● TEXT BLOCK
Marcion Meets the Facts

I have not come to abolish the Law, but to fulfill it. (Matthew 5:17)

Who knows the name of the Christian heresy which rejected the Old Testament? This sect had great success for centuries. Indeed, we can say that this particular heresy is alive and well even now.

Also cut-and-pasted his own New Testament
Marcion taught that the Father of Christ is not the God of the Jews. The God of ancient Israel had too much traffic with actual human events, made too many unpredictable demands, and exacted too many bitter punishments.

Marcion produced a corrected and trimmed-down New Testament. It’s god reigns in pure, undisturbed serenity, separate from the affairs of this world—especially from the tumultuous, checkered history of the crazy kosher swarthies from the over-heated province of Palestine.

The Old Testament embarrassed Marcion. But one problem confronted him. The only thing more embarrassing than the Old Testament is the fact that the better part of the New Testament makes no sense without it. So Marcion became the first in a long line of good Christians who cut out a scrapbook of the Bible passages they like, and ignore the rest.

Contemporary Marcionism goes something like this: I believe in the nice God of the New Testament, not the mean god of the Old.

The “nice” God of the New Testament? “You knew I was a hard man. Why didn’t you put the money I gave you in the bank?” “No wedding garment? Out into the darkness with him!” “What will the master do to the faithless tenants? He will put them to a wretched death and burn their cities.” Seems that a certain “nice” Messiah used the word Gehenna at least twelve times in His recorded speeches. The whole Old Testament hardly contains twelve explicit references to hell.

If we want Christ, we are stuck with His being Jewish. If we want to believe in God’s mercy, we are stuck with believing in His exacting justice, too. If we want the God who became man, we can never forget that our ways are not His ways, and that the foolishness of God is wiser than human wisdom.

● DATA RECORDS

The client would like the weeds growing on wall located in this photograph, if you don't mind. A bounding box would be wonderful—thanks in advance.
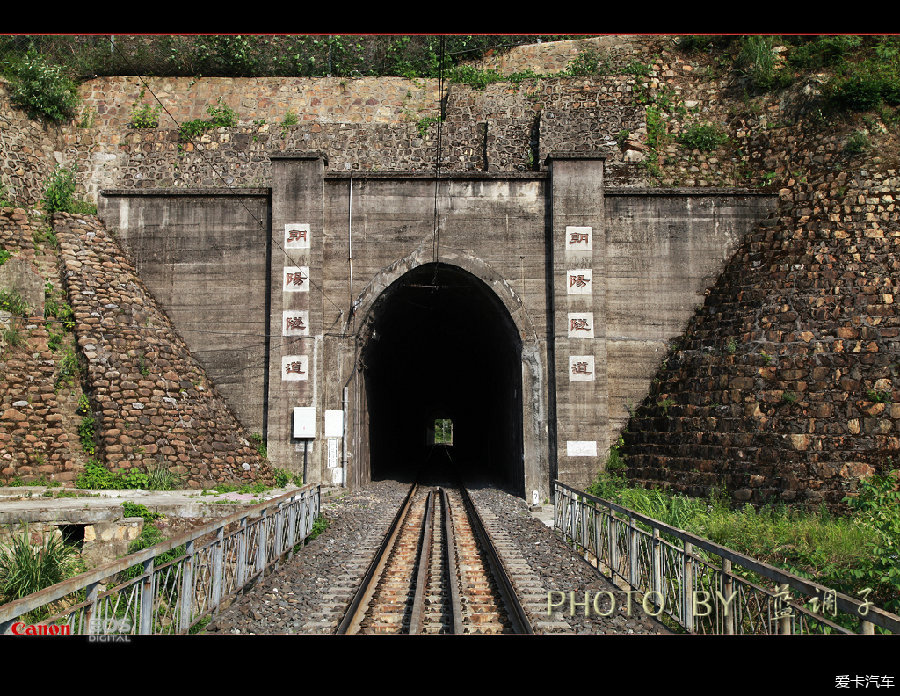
* * *
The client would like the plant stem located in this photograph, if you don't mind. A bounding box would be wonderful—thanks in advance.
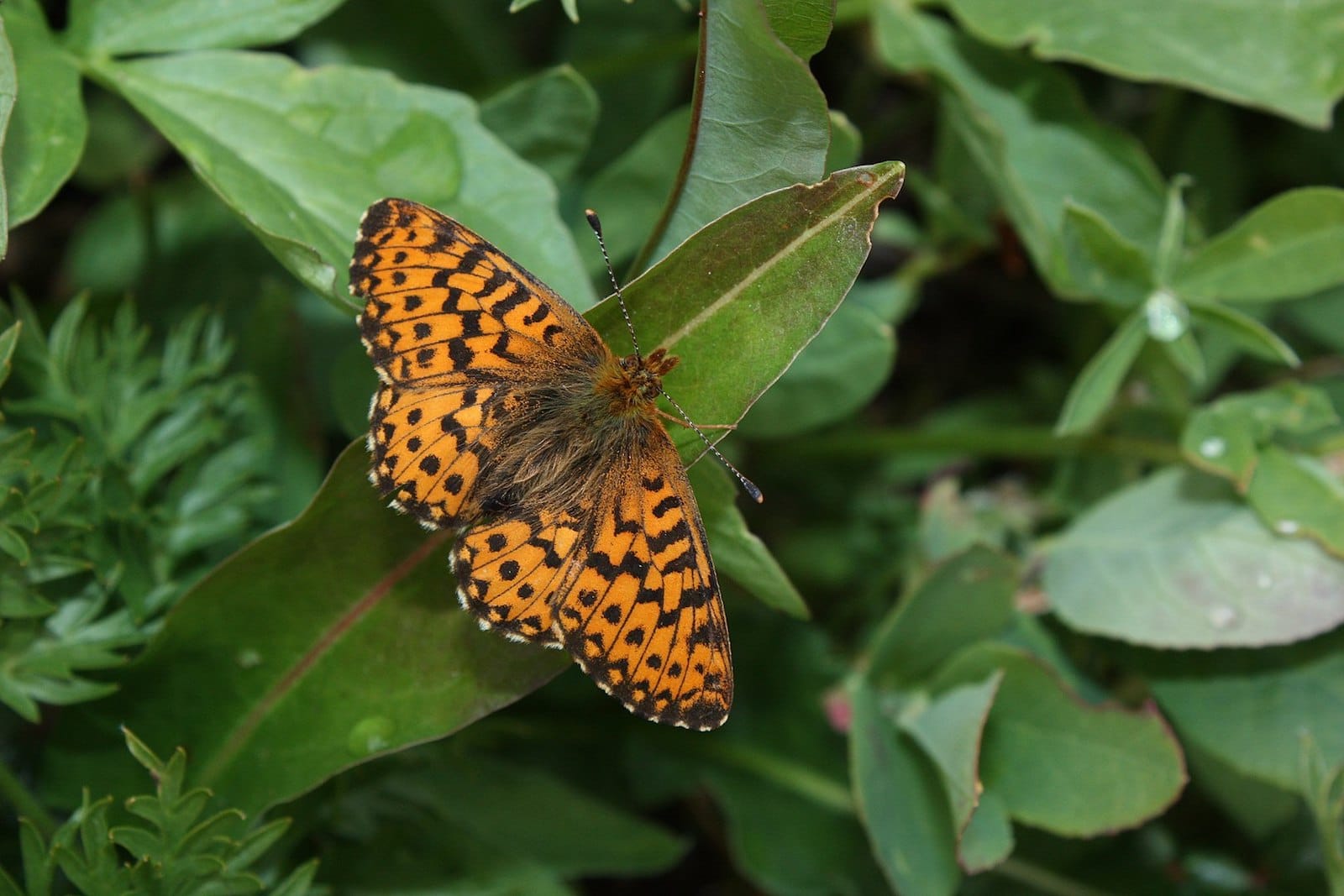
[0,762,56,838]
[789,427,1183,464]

● THE PROBLEM
Duplicate the passage from the essay on Marcion that runs from "Marcion Meets the Facts" up to and including "many bitter punishments.". The rows are separate material and have no connection to the essay on Marcion.

● SOLUTION TO THE PROBLEM
Marcion Meets the Facts

I have not come to abolish the Law, but to fulfill it. (Matthew 5:17)

Who knows the name of the Christian heresy which rejected the Old Testament? This sect had great success for centuries. Indeed, we can say that this particular heresy is alive and well even now.

Also cut-and-pasted his own New Testament
Marcion taught that the Father of Christ is not the God of the Jews. The God of ancient Israel had too much traffic with actual human events, made too many unpredictable demands, and exacted too many bitter punishments.